▸ **Problem**:
Return the part of the passage on labour laws that runs from "3.3. The Ministry" up to and including "State Governments.", copied word for word.

▸ **Selected extract**:

3.3. The Ministry of Labour
& Employment is mandated to create a work environment conducive to
achieving a high rate of economic growth with due regard to protecting and
safeguarding the interests of the working class in general and those of the
vulnerable sections of the society in particular. The Ministry has been performing its assigned
duties through the above stated legislations with the help and cooperation of
State Governments.
3.4. It needs to be stated that
in a dynamic context, laws need to be reviewed from time to time. Hence, review
/ updation of labour laws is a continuous process in order to bring them in
tune with the emerging needs of the economy such as attaining higher levels of
productivity & competitiveness, increasing employment opportunities,
attaining more investment both domestic and foreign etc.

▸ **Entries supplied**:

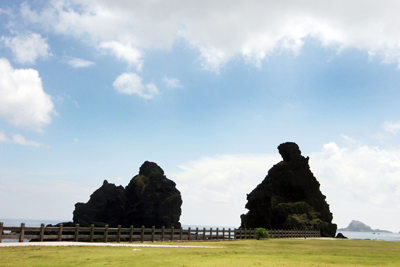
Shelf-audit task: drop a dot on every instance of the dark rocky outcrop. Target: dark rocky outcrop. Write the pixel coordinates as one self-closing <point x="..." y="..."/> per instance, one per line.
<point x="289" y="197"/>
<point x="150" y="199"/>
<point x="340" y="235"/>
<point x="357" y="226"/>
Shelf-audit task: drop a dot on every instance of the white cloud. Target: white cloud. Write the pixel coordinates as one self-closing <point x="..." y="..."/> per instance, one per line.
<point x="79" y="63"/>
<point x="27" y="47"/>
<point x="217" y="187"/>
<point x="360" y="182"/>
<point x="391" y="127"/>
<point x="23" y="102"/>
<point x="172" y="82"/>
<point x="131" y="83"/>
<point x="223" y="30"/>
<point x="125" y="52"/>
<point x="17" y="139"/>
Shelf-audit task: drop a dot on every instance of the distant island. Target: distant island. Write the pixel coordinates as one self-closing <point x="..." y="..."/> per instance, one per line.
<point x="357" y="226"/>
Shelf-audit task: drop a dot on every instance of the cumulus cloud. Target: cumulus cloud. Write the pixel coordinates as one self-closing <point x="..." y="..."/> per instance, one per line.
<point x="27" y="47"/>
<point x="172" y="82"/>
<point x="392" y="127"/>
<point x="217" y="186"/>
<point x="131" y="83"/>
<point x="223" y="30"/>
<point x="23" y="102"/>
<point x="18" y="139"/>
<point x="78" y="62"/>
<point x="124" y="52"/>
<point x="360" y="182"/>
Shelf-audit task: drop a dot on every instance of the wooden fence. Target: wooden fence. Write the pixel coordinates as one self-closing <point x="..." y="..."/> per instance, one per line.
<point x="142" y="234"/>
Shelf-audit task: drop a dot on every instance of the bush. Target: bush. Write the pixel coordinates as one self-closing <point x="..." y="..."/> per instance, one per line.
<point x="261" y="233"/>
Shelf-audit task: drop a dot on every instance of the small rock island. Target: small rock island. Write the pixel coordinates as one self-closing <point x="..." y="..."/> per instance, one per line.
<point x="357" y="226"/>
<point x="150" y="199"/>
<point x="289" y="197"/>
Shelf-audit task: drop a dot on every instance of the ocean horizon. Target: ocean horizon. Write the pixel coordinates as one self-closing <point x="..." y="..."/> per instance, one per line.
<point x="349" y="234"/>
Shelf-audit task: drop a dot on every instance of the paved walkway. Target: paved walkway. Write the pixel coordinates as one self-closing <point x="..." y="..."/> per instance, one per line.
<point x="95" y="244"/>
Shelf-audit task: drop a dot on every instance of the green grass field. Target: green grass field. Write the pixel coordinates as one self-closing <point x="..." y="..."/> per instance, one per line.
<point x="273" y="252"/>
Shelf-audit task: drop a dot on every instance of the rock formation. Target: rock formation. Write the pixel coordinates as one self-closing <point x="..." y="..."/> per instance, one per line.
<point x="150" y="199"/>
<point x="289" y="197"/>
<point x="357" y="226"/>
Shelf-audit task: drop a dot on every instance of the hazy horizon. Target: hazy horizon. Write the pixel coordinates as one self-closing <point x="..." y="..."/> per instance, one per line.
<point x="89" y="90"/>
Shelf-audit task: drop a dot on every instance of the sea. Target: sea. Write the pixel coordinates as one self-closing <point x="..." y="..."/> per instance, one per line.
<point x="351" y="235"/>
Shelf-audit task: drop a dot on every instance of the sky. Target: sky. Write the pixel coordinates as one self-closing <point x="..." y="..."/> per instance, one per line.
<point x="90" y="89"/>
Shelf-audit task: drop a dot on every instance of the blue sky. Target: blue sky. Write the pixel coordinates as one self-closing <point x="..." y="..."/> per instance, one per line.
<point x="91" y="89"/>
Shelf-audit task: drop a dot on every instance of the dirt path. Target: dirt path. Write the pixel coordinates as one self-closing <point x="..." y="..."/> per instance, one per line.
<point x="59" y="244"/>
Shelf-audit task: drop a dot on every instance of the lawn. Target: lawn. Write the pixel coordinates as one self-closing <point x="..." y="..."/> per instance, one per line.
<point x="272" y="252"/>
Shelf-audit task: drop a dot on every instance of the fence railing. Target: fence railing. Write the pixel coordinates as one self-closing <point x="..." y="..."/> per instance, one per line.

▸ **Result for this exercise**:
3.3. The Ministry of Labour
& Employment is mandated to create a work environment conducive to
achieving a high rate of economic growth with due regard to protecting and
safeguarding the interests of the working class in general and those of the
vulnerable sections of the society in particular. The Ministry has been performing its assigned
duties through the above stated legislations with the help and cooperation of
State Governments.